• _Text extract_:
START

I'm sorry, I don't quite understand what you mean by cycle here.
> I thought that the dividing memory on number of cycles helps us to
> normalize the metric to account for the repeated iterations. This gives
> us a clearer picture of the resource intensity per basic unit of work,
> rather than just the overall total. Each loop may consume a different
> amount of buffer space, but by averaging it out, we're smoothing those
> fluctuations into a more representative measure.
The issue I see here is that users can get those numbers from raw
results, but they can't get the raw (more accurate) data from the
current output; if we only show processed data (like the 'rows' metric
in text output, which is a divided-and-rounded value) you can't get
the original data back with good confidence.
E.g., I have a table 'twentyone' with values 1..21, and I left join it
on a table 'ten' with values 1..10. The current text explain output
-once the planner is convinced to execute (nested loop left join
(seqscan 'thousand'), (index scan 'ten'))- will show that the index
scan path produced 0 rows, which is clearly wrong, and I can't get the
original value back with accuracy by multiplying rows with loops due
to the rounding.

END

• _Brief 1_: Reproduce the reply about explain output verbatim, beginning at the words "The issue I" and stopping after "with good confidence.".
The listing has no connection to the reply about explain output.

• _Data rows_:
START

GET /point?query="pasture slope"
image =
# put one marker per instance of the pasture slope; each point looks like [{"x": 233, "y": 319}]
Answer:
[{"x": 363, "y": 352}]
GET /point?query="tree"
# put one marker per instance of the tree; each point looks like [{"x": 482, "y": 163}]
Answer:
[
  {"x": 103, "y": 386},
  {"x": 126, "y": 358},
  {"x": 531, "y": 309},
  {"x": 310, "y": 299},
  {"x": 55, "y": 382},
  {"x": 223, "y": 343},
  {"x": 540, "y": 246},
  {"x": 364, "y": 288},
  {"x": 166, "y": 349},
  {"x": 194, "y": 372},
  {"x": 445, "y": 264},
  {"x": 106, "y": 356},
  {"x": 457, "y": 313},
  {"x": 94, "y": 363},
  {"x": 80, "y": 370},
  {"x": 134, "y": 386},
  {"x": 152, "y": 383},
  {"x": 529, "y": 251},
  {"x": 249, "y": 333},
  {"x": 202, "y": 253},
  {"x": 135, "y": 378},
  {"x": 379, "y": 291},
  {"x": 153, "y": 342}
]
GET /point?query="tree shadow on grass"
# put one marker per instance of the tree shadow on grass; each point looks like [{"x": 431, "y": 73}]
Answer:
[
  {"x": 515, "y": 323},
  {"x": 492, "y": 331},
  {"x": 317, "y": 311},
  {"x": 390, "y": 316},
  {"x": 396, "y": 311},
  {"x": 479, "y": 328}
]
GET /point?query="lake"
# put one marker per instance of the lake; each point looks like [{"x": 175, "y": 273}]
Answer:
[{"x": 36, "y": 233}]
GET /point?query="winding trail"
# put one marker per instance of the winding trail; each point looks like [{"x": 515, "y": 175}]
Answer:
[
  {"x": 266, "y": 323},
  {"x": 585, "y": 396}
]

END

• _Brief 2_: Count the lines in the listing that contain the string "slope", with case counting, and state only the number.

• _Complete answer 1_:
The issue I see here is that users can get those numbers from raw
results, but they can't get the raw (more accurate) data from the
current output; if we only show processed data (like the 'rows' metric
in text output, which is a divided-and-rounded value) you can't get
the original data back with good confidence.

• _Complete answer 2_: 2